Rewrite the rows from the start through the line with "x=348, y=337", keeping the requests but leaving out the pictures. Offset each answer point by adding 63 to both its x and y coordinates, and leave the sample points in the requests unchanged.

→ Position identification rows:
##############################

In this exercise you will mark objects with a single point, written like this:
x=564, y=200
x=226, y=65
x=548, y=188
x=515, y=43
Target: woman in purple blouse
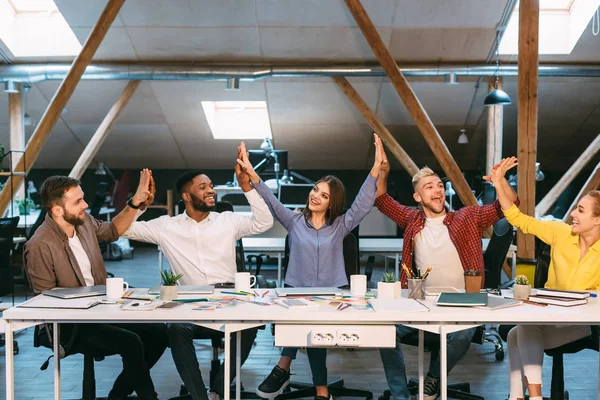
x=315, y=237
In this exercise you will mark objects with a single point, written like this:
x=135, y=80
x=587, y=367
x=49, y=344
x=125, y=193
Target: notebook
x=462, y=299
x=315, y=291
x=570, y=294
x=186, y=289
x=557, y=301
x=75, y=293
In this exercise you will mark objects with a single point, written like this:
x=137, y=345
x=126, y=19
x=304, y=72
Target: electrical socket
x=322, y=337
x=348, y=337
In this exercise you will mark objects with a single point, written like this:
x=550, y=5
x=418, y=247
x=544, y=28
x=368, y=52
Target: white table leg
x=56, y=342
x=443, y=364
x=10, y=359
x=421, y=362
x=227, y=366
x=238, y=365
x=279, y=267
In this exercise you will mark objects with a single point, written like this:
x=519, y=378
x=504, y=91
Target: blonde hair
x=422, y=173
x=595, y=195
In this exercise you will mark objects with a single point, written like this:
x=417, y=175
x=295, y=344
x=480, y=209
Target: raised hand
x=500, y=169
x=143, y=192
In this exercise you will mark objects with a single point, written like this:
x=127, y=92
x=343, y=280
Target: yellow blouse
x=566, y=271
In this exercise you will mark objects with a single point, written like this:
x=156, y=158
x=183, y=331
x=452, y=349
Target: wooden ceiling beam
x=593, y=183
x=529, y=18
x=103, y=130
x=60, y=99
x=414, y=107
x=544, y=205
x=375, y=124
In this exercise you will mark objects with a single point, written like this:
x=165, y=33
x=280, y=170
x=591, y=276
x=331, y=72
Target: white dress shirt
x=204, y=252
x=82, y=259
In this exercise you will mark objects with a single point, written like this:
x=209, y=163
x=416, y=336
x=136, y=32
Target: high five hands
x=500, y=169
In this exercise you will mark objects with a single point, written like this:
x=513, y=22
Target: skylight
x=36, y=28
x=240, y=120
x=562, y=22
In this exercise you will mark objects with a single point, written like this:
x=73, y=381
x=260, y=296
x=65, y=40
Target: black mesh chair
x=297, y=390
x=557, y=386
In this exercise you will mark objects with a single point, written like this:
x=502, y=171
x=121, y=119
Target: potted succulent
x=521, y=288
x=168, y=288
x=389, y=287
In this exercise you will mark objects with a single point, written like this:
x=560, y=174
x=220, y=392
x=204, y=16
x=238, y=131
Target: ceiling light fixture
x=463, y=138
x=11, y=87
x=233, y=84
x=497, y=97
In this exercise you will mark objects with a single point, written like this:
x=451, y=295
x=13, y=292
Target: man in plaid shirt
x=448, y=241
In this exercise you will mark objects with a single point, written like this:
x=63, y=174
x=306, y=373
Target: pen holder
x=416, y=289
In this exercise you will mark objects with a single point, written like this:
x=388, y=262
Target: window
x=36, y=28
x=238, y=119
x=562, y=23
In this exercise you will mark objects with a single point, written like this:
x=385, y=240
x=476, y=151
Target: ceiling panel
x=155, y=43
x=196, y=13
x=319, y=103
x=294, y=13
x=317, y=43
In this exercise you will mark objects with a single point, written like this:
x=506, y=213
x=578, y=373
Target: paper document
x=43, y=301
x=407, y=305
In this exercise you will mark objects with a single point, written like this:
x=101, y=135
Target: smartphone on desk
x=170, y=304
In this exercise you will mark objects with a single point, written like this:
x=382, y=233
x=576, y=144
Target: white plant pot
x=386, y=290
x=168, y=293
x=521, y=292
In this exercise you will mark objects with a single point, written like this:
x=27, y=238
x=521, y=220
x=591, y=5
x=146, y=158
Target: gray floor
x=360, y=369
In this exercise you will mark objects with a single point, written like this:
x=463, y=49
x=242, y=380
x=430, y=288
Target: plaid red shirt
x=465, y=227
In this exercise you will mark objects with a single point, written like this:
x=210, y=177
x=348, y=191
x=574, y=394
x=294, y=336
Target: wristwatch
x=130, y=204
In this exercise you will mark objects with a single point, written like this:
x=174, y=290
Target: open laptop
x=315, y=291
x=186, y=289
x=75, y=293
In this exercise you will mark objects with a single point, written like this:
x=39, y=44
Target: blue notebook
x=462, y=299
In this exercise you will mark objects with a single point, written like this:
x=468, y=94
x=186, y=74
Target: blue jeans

##############################

→ Solved exercise:
In this exercise you will mark objects with a single point, written like this:
x=564, y=200
x=226, y=65
x=548, y=188
x=515, y=43
Target: woman in purple blouse
x=378, y=300
In this exercise you will mark objects with a single point, written like this:
x=135, y=80
x=587, y=367
x=49, y=344
x=125, y=193
Target: notebook
x=525, y=362
x=378, y=354
x=633, y=357
x=249, y=352
x=620, y=364
x=138, y=356
In this exercise you will mark objects with a single point, written like this:
x=137, y=345
x=126, y=19
x=304, y=72
Target: electrical socket
x=385, y=400
x=411, y=400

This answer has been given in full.